(Segmentation dataset excerpts)
* start *
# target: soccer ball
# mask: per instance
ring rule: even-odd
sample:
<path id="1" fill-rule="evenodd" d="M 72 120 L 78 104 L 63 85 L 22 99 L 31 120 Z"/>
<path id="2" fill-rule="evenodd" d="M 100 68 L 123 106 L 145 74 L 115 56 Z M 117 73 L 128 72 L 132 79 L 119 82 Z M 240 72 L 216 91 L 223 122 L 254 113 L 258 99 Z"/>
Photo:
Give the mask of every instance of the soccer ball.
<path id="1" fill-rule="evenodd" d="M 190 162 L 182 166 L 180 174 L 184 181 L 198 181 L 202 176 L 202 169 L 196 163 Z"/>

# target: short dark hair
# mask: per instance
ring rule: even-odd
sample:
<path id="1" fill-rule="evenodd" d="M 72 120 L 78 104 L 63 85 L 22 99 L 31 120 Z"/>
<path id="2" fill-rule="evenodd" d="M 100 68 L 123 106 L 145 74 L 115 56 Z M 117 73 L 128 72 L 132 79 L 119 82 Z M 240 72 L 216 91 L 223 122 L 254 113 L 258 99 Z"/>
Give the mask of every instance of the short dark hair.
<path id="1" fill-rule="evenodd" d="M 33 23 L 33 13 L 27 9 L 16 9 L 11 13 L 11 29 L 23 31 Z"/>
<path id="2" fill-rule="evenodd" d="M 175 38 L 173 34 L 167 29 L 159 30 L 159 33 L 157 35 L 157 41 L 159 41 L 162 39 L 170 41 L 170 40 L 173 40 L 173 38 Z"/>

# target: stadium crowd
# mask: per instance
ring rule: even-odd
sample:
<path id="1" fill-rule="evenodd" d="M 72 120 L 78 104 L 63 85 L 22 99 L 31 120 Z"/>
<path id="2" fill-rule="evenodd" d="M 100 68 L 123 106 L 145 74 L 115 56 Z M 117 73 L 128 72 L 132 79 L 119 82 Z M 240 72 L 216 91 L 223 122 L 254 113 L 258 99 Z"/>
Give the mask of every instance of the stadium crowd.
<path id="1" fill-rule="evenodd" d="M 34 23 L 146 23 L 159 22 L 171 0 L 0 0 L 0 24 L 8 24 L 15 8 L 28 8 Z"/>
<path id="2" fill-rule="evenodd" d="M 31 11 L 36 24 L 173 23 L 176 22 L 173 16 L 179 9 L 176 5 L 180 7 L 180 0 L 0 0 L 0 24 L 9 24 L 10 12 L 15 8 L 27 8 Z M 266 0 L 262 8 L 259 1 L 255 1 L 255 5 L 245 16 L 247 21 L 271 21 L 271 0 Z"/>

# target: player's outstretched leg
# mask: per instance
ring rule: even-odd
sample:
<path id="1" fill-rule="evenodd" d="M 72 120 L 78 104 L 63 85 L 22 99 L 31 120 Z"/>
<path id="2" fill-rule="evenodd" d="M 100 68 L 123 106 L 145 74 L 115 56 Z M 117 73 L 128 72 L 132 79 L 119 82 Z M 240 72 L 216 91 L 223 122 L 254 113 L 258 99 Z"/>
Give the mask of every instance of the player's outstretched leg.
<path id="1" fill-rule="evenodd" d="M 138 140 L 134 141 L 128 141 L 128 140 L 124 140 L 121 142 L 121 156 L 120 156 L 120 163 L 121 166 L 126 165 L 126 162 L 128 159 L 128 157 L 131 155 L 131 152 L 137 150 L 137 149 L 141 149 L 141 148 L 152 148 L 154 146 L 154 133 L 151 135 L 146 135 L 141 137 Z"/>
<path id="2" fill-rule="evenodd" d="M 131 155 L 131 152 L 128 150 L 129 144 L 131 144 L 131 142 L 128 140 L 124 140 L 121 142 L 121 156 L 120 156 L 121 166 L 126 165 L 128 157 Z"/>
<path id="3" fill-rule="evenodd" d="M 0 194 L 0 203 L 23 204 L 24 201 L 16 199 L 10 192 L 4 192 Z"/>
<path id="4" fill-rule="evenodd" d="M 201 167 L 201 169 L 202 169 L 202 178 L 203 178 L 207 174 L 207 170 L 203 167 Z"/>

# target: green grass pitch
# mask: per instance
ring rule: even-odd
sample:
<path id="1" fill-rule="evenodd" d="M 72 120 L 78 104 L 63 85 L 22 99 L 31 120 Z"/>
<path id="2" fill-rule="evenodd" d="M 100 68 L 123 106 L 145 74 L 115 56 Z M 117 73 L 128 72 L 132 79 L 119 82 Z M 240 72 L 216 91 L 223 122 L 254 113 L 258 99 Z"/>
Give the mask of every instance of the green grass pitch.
* end *
◆ Task prompt ◆
Take the line with "# target: player's outstretched leg" and all lines after it to the last line, and reproduce them exactly.

◆ Written response ◆
# target: player's outstretched leg
# mask: per instance
ring rule: even-odd
sample:
<path id="1" fill-rule="evenodd" d="M 72 120 L 78 104 L 63 85 L 22 99 L 31 120 Z"/>
<path id="2" fill-rule="evenodd" d="M 100 68 L 123 106 L 145 74 L 115 56 Z M 117 73 L 128 72 L 132 79 L 119 82 Z M 240 72 L 216 91 L 223 122 L 254 113 L 258 99 Z"/>
Give the mask of every instance of the player's outstretched leg.
<path id="1" fill-rule="evenodd" d="M 138 140 L 134 141 L 128 141 L 128 140 L 124 140 L 121 142 L 121 156 L 120 156 L 120 163 L 121 166 L 126 165 L 126 162 L 128 159 L 128 157 L 131 155 L 131 152 L 137 150 L 137 149 L 141 149 L 141 148 L 152 148 L 154 146 L 154 133 L 151 135 L 146 135 L 141 137 Z"/>
<path id="2" fill-rule="evenodd" d="M 131 155 L 131 152 L 128 150 L 129 144 L 131 144 L 131 142 L 128 140 L 124 140 L 121 142 L 121 156 L 120 156 L 121 166 L 126 165 L 128 157 Z"/>
<path id="3" fill-rule="evenodd" d="M 0 194 L 0 203 L 23 204 L 24 201 L 16 199 L 10 192 L 4 192 Z"/>
<path id="4" fill-rule="evenodd" d="M 201 167 L 201 169 L 202 169 L 202 178 L 203 178 L 207 174 L 207 170 L 203 167 Z"/>

# target: green grass pitch
# mask: per instance
ring rule: even-odd
sample:
<path id="1" fill-rule="evenodd" d="M 72 120 L 78 104 L 63 85 L 22 99 L 31 120 Z"/>
<path id="2" fill-rule="evenodd" d="M 100 68 L 123 106 L 145 74 L 115 56 Z M 117 73 L 128 72 L 132 79 L 119 82 Z M 240 72 L 216 91 L 223 122 L 254 113 L 258 99 Z"/>
Give the mask of every instance of the green grass pitch.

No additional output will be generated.